HTTP request sent, awaiting response... 200 OK
Length: 68606236 (65M) [application/zip]
Saving to: ‘./cats_and_dogs_filtered.zip’


2019-10-13 19:30:27 (156 MB/s) - ‘./cats_and_dogs_filtered.zip’ saved [68606236/68606236]



## Stage 2: Dataset preprocessing

### Import project dependencies


In [0]:
import os # Operating System for paths, folders etc
import zipfile # For unzipping the dataset
import numpy as np
import tensorflow as tf
import matplotlib.pyplot as plt

from tqdm import tqdm_notebook # progress bar
from tensorflow.keras.preprocessing.image import ImageDataGenerator # to create automatic image preprocessing pipeline

%matplotlib inline # all visualizations stay within notebook
tf.__version__ # print tf version

UsageError: unrecognized arguments: # all visualizations stay within notebook


### Unzipping the Dogs vs Cats dataset

In [0]:
dataset_path = "./cats_and_dogs_filtered.zip"

In [0]:
zip_object = zipfile.ZipFile(file=dataset_path, mode="r")

In [0]:
zip_object.extractall("./")

In [0]:
zip_object.close()

### Seting up dataset paths

In [0]:
dataset_path_new = "./cats_and_dogs_filtered/"

In [0]:
train_dir = os.path.join(dataset_path_new, "train")
validation_dir = os.path.join(dataset_path_new, "validation")

## Building the model

### Loading the pre-trained model (MobileNetV2)

In [0]:
IMG_SHAPE = (128, 128, 3) # (px_x, px_y, 3 RGB layers)

- `tf.keras.applications.` allows to choose many different pre-trained models (Inception,ResNet, MobileNet etc)

- `input_shape=IMG_SHAPE` -- (px_x, px_y, 3 RGB layers)
- `include_top=False` -- To Create a Custom Head
- `weights="imagenet"` -- Load pre-trained ImageNet weights


In [0]:
base_model = tf.keras.applications.MobileNetV2(input_shape=IMG_SHAPE, include_top=False, weights="imagenet")

Downloading data from https://github.com/JonathanCMitchell/mobilenet_v2_keras/releases/download/v1.1/mobilenet_v2_weights_tf_dim_ordering_tf_kernels_1.0_128_no_top.h5


In [0]:
base_model.summary()

Model: "mobilenetv2_1.00_128"

======

Problem 1:
In the MobileNetV2 notebook excerpt, what is the stated purpose of the `include_top=False` argument?
Problem 2:
Go on with the MobileNetV2 notebook excerpt from the point where it stops.
The listing after this is separate material, unrelated to the notebook excerpt.

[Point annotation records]
======

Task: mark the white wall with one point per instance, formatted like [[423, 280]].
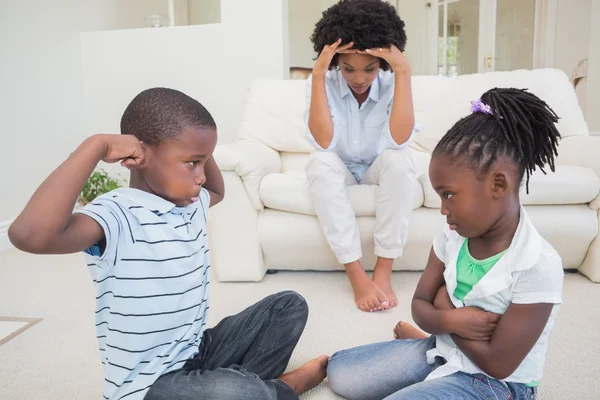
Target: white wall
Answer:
[[593, 81], [204, 12], [572, 33], [213, 63], [43, 109]]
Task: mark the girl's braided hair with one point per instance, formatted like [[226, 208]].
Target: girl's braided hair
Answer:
[[511, 122]]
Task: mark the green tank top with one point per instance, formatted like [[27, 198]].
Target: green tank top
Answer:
[[469, 272]]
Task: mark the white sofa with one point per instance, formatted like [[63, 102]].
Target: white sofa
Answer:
[[267, 222]]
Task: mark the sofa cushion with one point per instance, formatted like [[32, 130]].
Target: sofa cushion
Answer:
[[570, 184], [289, 192], [439, 102]]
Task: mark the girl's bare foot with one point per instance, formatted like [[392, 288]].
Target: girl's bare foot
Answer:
[[306, 376], [404, 330], [382, 276], [367, 295]]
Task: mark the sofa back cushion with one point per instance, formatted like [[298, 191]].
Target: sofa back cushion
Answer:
[[274, 109]]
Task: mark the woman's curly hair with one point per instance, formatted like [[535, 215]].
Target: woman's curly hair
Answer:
[[367, 23]]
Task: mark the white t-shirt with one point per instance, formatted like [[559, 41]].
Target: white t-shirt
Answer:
[[529, 272]]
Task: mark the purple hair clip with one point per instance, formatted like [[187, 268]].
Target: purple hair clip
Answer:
[[479, 106]]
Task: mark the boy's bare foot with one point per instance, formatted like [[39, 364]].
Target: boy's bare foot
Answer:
[[382, 276], [307, 376], [367, 295], [404, 330]]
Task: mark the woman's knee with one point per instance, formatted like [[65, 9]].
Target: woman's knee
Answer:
[[396, 160]]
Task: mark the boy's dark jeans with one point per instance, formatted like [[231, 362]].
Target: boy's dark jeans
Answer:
[[242, 356]]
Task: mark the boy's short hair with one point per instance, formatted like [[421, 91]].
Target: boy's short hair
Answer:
[[158, 114]]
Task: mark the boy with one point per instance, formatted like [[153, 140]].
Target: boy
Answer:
[[146, 248]]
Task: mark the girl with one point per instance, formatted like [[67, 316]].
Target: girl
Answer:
[[491, 321], [360, 118]]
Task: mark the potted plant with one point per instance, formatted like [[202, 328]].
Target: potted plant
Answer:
[[97, 184]]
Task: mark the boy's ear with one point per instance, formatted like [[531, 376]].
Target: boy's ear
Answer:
[[500, 184]]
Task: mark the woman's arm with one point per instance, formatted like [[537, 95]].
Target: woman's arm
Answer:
[[320, 122], [402, 116]]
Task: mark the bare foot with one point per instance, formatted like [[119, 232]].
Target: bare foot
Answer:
[[307, 376], [404, 330], [385, 284], [382, 276], [367, 295]]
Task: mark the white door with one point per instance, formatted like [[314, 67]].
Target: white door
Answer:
[[487, 35]]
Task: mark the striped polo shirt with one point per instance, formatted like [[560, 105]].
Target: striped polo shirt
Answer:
[[151, 287]]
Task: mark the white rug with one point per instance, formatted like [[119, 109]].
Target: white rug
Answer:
[[58, 359]]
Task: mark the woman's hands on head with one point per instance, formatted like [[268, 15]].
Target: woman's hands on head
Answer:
[[327, 54], [392, 55]]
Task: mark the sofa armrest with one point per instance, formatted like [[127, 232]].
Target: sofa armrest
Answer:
[[251, 161]]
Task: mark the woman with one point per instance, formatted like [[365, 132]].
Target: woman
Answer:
[[360, 119]]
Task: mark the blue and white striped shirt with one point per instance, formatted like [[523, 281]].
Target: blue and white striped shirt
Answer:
[[151, 287]]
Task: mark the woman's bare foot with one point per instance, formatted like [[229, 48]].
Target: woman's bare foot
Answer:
[[404, 330], [367, 295], [382, 276], [307, 376]]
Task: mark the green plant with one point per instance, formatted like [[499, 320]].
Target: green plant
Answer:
[[98, 183]]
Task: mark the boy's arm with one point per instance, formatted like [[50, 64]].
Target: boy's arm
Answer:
[[214, 182], [47, 225], [514, 337]]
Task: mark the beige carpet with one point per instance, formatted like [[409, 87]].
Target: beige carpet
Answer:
[[57, 358]]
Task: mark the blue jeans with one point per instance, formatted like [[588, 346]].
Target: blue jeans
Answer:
[[242, 356], [396, 370]]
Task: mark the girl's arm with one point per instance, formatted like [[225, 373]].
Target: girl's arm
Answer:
[[467, 322], [47, 225], [517, 332], [424, 312]]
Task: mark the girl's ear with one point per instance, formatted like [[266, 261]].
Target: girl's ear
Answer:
[[500, 184]]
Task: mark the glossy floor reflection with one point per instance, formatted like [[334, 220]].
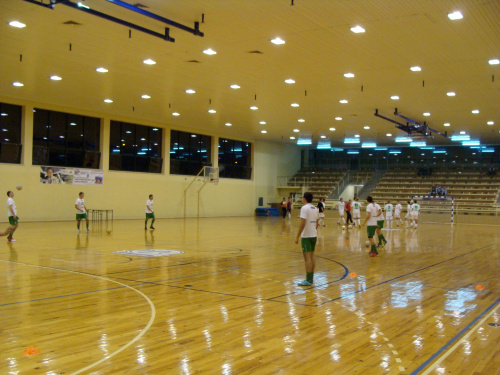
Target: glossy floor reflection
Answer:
[[230, 304]]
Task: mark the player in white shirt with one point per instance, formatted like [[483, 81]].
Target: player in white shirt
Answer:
[[371, 225], [397, 213], [389, 208], [380, 225], [415, 210], [81, 211], [356, 212], [341, 208], [308, 233], [408, 213], [13, 218], [150, 213]]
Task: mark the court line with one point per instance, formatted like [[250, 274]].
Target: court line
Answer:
[[144, 330], [452, 349]]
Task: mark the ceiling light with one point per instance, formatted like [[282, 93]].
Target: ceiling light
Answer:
[[455, 15], [17, 24], [357, 29], [277, 40]]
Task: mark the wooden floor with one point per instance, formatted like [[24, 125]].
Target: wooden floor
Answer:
[[230, 304]]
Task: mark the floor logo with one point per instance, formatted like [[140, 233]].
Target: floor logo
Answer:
[[150, 252]]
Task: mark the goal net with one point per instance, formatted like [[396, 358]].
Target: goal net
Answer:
[[436, 209]]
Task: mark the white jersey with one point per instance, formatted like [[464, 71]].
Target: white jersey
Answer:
[[149, 206], [80, 204], [310, 214], [11, 204], [341, 207], [381, 216], [373, 211]]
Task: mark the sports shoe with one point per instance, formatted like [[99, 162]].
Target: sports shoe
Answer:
[[304, 283]]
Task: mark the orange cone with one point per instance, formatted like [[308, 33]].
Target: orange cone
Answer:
[[31, 351]]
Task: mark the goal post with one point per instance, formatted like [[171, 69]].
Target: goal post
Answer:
[[436, 209]]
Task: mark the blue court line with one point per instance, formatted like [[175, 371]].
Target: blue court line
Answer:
[[423, 365], [404, 275]]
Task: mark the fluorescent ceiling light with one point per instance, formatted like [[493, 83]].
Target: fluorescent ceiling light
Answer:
[[357, 29], [456, 15], [17, 24]]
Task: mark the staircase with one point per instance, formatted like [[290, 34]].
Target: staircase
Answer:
[[370, 185]]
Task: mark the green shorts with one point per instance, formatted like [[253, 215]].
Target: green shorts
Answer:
[[370, 229], [308, 244]]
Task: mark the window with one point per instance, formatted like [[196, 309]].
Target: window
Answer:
[[235, 159], [189, 152], [64, 139], [135, 148], [10, 133]]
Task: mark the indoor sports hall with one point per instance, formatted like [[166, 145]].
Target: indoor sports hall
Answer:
[[145, 151]]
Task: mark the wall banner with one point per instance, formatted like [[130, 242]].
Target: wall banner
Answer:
[[71, 176]]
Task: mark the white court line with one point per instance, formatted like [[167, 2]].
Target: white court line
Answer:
[[459, 342], [152, 318]]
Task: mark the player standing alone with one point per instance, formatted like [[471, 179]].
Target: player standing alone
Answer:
[[150, 214], [13, 218], [308, 232], [81, 211]]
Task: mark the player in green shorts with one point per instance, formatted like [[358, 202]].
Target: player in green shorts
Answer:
[[308, 233]]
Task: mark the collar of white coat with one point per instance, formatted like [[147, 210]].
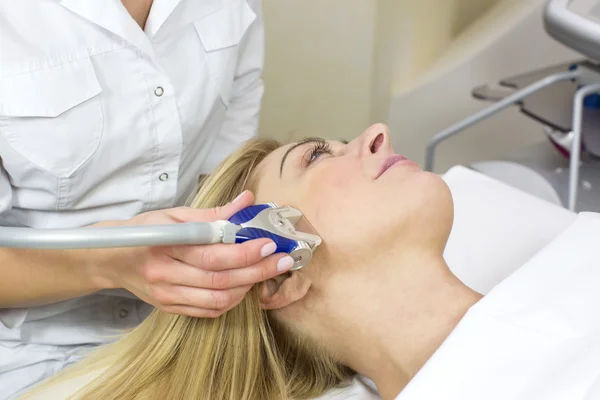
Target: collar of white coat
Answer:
[[112, 16], [536, 335]]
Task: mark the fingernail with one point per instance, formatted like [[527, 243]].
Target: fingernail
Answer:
[[239, 196], [268, 249], [285, 264]]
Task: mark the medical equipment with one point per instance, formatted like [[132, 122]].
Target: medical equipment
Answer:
[[564, 98], [286, 226]]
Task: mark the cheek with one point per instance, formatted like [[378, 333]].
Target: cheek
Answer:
[[337, 203]]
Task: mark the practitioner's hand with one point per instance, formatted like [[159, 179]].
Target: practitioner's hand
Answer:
[[199, 281]]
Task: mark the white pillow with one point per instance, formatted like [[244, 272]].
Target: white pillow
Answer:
[[497, 228]]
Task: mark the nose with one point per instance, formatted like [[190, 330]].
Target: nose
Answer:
[[376, 140]]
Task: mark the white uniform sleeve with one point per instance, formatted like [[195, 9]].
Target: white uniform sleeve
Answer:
[[5, 190], [242, 116]]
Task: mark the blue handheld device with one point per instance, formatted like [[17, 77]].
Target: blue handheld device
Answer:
[[284, 225]]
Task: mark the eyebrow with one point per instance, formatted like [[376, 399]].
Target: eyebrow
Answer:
[[298, 144]]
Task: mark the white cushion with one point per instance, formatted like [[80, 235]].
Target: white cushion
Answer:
[[497, 228]]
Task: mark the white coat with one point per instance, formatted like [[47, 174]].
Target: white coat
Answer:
[[100, 120]]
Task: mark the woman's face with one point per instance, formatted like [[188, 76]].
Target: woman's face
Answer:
[[363, 200]]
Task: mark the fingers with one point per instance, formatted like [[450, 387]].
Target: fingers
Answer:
[[183, 299], [187, 275], [189, 214], [219, 257]]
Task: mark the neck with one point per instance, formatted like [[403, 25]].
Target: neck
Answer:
[[410, 311]]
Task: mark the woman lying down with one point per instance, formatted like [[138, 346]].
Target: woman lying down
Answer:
[[377, 300]]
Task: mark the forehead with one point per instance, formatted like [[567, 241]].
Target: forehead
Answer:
[[267, 171]]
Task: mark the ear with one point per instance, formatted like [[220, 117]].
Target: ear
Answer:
[[283, 290]]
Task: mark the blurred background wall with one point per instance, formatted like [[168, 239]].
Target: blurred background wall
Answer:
[[335, 66]]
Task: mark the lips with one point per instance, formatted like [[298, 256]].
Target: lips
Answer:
[[388, 162]]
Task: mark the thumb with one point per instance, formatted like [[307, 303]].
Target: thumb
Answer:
[[188, 214], [245, 199]]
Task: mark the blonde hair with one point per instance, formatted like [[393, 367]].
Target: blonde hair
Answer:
[[244, 354]]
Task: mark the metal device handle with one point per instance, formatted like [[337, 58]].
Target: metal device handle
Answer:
[[127, 236], [572, 29]]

======

Task response 1:
To create a custom head.

Task response 2:
__________________________________________________________________________________________________
Layer (type)                    Output Shape         Param #     Connected to                     
input_1 (InputLayer)            [(None, 128, 128, 3) 0                                            
__________________________________________________________________________________________________
Conv1_pad (ZeroPadding2D)       (None, 129, 129, 3)  0           input_1[0][0]                    
__________________________________________________________________________________________________
Conv1 (Conv2D)                  (None, 64, 64, 32)   864         Conv1_pad[0][0]                  
__________________________________________________________________________________________________
bn_Conv1 (BatchNormalizationV1) (None, 64, 64, 32)   128         Conv1[0][0]                      
_______________________________________________________________________________

### Freezing the base model

- First freeze the `base_model`, to only train the weights of the Custom Head we add

In [0]:
base_model.trainable = False

### Defining the custom head for our network

1.   Check the output size of the base model: `base_model.output`
2.  Define variable `global_average_layer` to take the average size of all number of layers in the input using:`GlobalAveragePooling2D`
3. Size of `global_average_layer` should be (None, Last Dim of `base_model.output` Layer)
4. Define our Output/Prediction Layer:

`prediction_layer = tf.keras.layers.Dense(units=1, activation='sigmoid')(global_average_layer)`

- `units=` Should have same number of units as output classes in our dataset. In this case, as Binary Classification == 1. 
- `activation='sigmoid'` -- For sigmoid activation for Binary Classification in this case.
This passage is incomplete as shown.